**REQUIRED TASK A:** In the entries below, begin at the line that contains "Keypoint guideline: for each instance of the sky" and stop after the line that contains "(1025, 557)". Put those lines into a JSON list of strings, one string per line, with blank lines left out.

Press TV 
Saturday, April 25, 2009
Former US national security adviser Zbigniew Brzezinski claims that Washington is one step ahead of Tehran in resuming the frozen bilateral ties.
In a Friday interview with Press TV, Brzezinski, an aide to former US president Jimmy Carter said, while Washington has approached Tehran with apparent ‘overtures’, the Islamic Republic has failed to provide the ‘proper response’.
Last month, US President Barack Obama offered Tehran a ‘new beginning’ to turn back the tide on three decades of mutual animosity. The two states ended all relations in the aftermath of the 1980 US embassy takeover in Tehran.
The initiative drew praise from the international community with many countries hoping it could pave the way for a US-Iran reconciliation.
Tehran, however, said the mere change of ‘tone’ was lacking in substance saying it would wait for indications of ‘real change’.
“They use the slogan of change but in practice no change is seen… We haven’t seen any change…. Did you lift the sanctions? Did you stop supporting the Zionist regime? Tell us what you have changed. Change only in words is not enough,” The Leader of said the Islamic Revolution, Ayatollah Khamenei on March 21.
- A d v e r t i s e m e n t
Brzezinski, on the other hand, believes that if the Iranian authorities insisted on seeing change in the American policy, “they are failing to see something important that has already taken place.”
“In diplomacy, in international affairs tones are very important. Abusing, accusing, insulting are sometimes also negotiating methods. But the intent, then, if it is conducted by intelligent people who know what they are saying is obviously to prevent negotiations. You can operate that way either if you are stupid or if you are very very Machiavellian,” he added.

**REQUIRED TASK B:** According to the Press TV article, what event led the two states to end all relations?

**DATA LINES:**
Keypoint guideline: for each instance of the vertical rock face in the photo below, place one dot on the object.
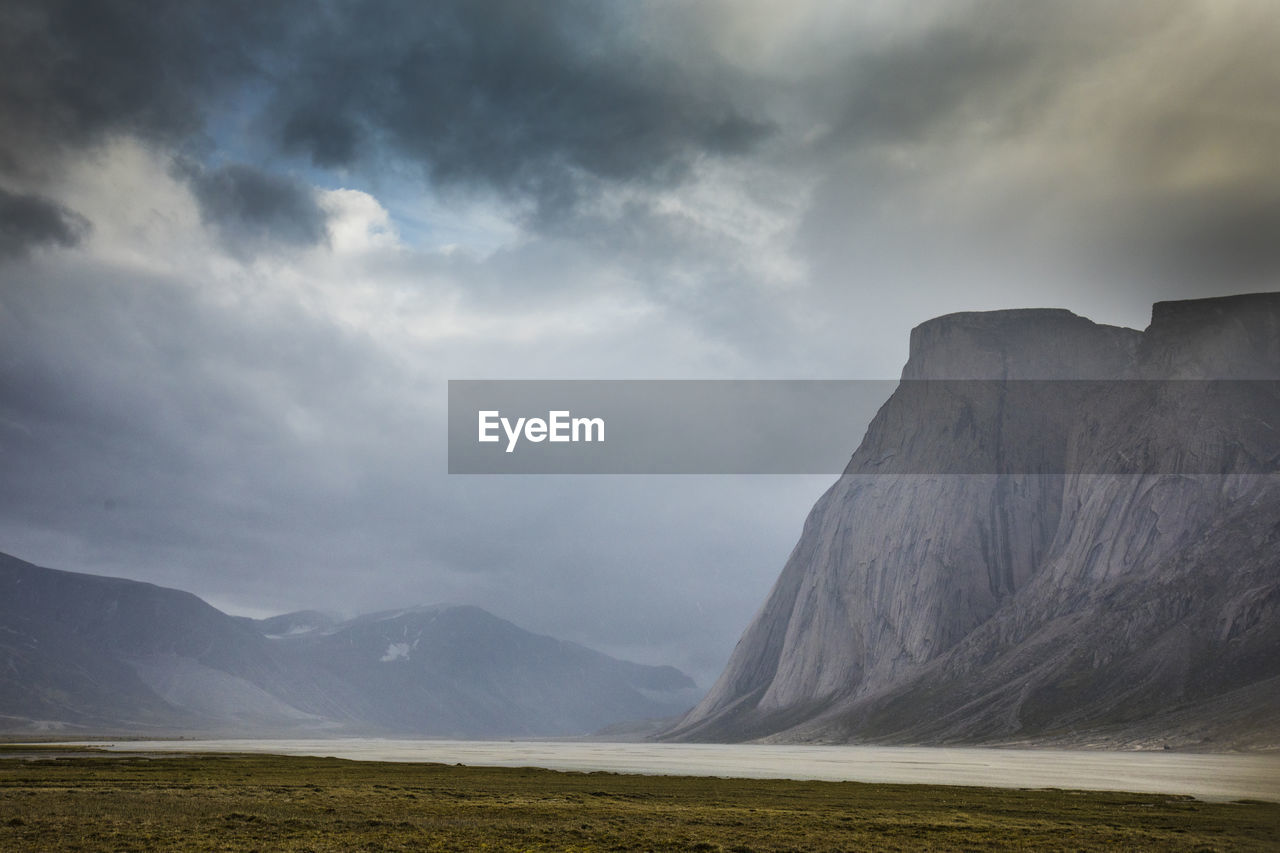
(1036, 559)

* * *

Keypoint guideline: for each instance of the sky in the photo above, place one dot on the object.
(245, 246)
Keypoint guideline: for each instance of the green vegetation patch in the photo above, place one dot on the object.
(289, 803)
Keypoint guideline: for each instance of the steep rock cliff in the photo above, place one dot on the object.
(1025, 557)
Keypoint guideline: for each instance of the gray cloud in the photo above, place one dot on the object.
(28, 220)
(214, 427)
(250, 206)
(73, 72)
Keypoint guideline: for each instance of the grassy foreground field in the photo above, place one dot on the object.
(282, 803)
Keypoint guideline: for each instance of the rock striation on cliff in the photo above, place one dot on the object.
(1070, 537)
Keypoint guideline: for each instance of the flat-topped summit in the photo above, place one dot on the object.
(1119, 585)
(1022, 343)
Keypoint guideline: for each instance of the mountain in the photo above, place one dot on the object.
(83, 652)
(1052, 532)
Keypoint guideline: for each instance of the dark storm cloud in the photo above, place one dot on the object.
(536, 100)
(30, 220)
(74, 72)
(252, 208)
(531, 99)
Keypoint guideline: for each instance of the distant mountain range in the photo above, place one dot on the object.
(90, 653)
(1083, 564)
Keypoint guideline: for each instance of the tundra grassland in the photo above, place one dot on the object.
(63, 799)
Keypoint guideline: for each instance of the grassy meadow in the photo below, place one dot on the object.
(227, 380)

**COMPLETE ANSWER A:**
[
  "Keypoint guideline: for each instance of the sky in the photo above, place one dot on the object.",
  "(245, 246)",
  "Keypoint guideline: for each instance of the green vegetation patch in the photo above, place one dot on the object.",
  "(289, 803)",
  "Keypoint guideline: for each instance of the steep rock cliff in the photo above, place one dot on the object.",
  "(1025, 557)"
]

**COMPLETE ANSWER B:** The 1980 US embassy takeover in Tehran.